Task data ▸
▶
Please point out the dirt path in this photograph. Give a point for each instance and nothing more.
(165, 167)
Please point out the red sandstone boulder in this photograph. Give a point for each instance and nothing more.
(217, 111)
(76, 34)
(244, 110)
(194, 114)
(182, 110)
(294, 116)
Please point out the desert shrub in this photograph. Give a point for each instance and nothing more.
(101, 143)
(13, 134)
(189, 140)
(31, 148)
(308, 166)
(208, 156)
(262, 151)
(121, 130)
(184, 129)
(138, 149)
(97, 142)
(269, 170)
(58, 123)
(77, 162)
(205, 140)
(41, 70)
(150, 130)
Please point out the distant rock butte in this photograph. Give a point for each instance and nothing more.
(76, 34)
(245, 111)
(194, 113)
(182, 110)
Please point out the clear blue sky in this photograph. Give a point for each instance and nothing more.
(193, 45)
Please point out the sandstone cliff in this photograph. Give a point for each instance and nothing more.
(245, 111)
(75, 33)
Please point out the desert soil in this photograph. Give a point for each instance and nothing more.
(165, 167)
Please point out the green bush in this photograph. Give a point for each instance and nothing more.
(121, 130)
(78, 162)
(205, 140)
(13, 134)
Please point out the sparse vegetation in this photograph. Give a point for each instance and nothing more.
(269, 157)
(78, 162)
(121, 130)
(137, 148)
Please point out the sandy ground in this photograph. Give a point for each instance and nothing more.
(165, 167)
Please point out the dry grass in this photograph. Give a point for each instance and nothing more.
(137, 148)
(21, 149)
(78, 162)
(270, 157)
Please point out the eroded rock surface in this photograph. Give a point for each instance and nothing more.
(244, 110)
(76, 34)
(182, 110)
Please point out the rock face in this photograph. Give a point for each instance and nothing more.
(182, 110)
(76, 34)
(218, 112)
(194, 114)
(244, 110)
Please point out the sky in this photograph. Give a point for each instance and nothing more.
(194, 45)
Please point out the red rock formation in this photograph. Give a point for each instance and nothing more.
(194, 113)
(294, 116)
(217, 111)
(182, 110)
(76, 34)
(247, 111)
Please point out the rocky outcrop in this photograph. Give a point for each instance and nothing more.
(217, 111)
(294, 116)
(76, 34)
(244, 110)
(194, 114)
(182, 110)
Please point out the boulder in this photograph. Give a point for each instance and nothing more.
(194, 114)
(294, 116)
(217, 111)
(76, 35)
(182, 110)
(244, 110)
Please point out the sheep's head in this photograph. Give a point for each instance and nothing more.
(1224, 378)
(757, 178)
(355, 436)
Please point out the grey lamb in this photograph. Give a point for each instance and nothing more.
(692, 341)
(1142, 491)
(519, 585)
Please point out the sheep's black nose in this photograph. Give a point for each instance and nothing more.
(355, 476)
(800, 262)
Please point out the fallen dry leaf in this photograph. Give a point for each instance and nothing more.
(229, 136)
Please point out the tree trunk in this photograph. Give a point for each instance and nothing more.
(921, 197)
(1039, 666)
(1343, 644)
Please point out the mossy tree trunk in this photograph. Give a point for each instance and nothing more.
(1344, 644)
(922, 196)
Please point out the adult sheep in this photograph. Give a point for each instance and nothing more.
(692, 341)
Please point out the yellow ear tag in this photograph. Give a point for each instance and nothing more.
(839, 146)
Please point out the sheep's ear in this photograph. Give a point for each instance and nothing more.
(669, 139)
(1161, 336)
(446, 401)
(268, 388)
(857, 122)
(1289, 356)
◀
What is needed ▸ Write out every entry above exactly as given.

Answer space ▸
Please point out the dirt path in this photograph. Give a point for each instance and nothing more.
(165, 167)
Please point out the red sandstone boulder in this photograph. Give a point for each instance and nothing more.
(217, 111)
(76, 34)
(244, 110)
(194, 114)
(182, 110)
(294, 116)
Please point out the desert shrub in this photograph. Give a point for each instance and nothing more.
(101, 143)
(13, 134)
(189, 140)
(31, 148)
(308, 166)
(208, 156)
(262, 151)
(121, 130)
(184, 129)
(138, 149)
(97, 142)
(269, 170)
(58, 123)
(77, 162)
(205, 140)
(41, 70)
(150, 130)
Please point out the distant rock butte in this photograph. Give a point for each instance and nothing more.
(76, 34)
(245, 111)
(194, 113)
(182, 110)
Please point out the clear blue sky in this photograph. Give a point for each instance and nothing more.
(193, 45)
Please point out the sandstone cliff in this photograph. Give a point for each instance and nothing more.
(245, 111)
(75, 33)
Please point out the desert soil in this photograph. Give a point for each instance and nothing more.
(165, 167)
Please point out the green bush in this photograph. Give a point for each instance and nothing more.
(121, 130)
(78, 162)
(205, 140)
(13, 134)
Please point out the sparse vegetation in this photograph. Give a point for each instance and nothing more.
(269, 157)
(78, 162)
(121, 130)
(137, 148)
Please point out the sandy ground in this photograph. Give a point for each instance and nothing more.
(165, 167)
Please point out the dry grass in this photograph. Give a point for each instance and nothing more.
(137, 148)
(21, 149)
(78, 162)
(270, 157)
Please point out the eroded rock surface in this photograph. Give a point for each instance and nothing more.
(244, 110)
(76, 34)
(182, 110)
Please point out the rock face in this photograph. Give a point for each instance and nothing more.
(182, 110)
(76, 34)
(218, 112)
(194, 114)
(244, 110)
Please point out the sky in this photograph. Give a point for each instance and nothing more.
(194, 45)
Please point out the red rock formation in this photograph. Give a point for each instance and nothing more.
(194, 113)
(294, 116)
(217, 111)
(182, 110)
(76, 34)
(247, 111)
Please point out the rocky outcrop in this photograph. Give a point for each instance and nothing more.
(217, 111)
(294, 116)
(76, 34)
(244, 110)
(194, 114)
(182, 110)
Please point out the boulder in this photograph. Give a point for each instance and nothing more.
(194, 114)
(294, 116)
(217, 111)
(76, 35)
(182, 110)
(244, 110)
Please point out the sheep's head in this photograph. Give a point for each instance and nothing more.
(1224, 378)
(757, 178)
(355, 436)
Please point out the grey lamb in this photograph. Give a point for each instance and nothing more.
(692, 341)
(1142, 491)
(519, 585)
Please point out the sheep's black nose in this photograph. Give a point for each instance and nothing more.
(355, 476)
(800, 262)
Please point out the fallen dry leaf in this photograph. Give a point for each instance and nothing more.
(229, 136)
Please point out the tree trunk in this photograph. Give a point for each instance and nothing more.
(921, 197)
(1039, 666)
(1343, 644)
Please point out the mossy tree trunk in this photograph. Give a point for each instance and nothing more.
(1344, 644)
(922, 196)
Please point out the adult sheep in this photograph. Give a point for each instance and nothing more.
(692, 341)
Please point out the yellow ear tag in this photograph. Give a point for each instance and nothing more.
(839, 146)
Please point out the sheep's ear in this photograph. Give a point for each instance and nothing more.
(669, 139)
(1161, 336)
(446, 401)
(268, 388)
(857, 122)
(1289, 356)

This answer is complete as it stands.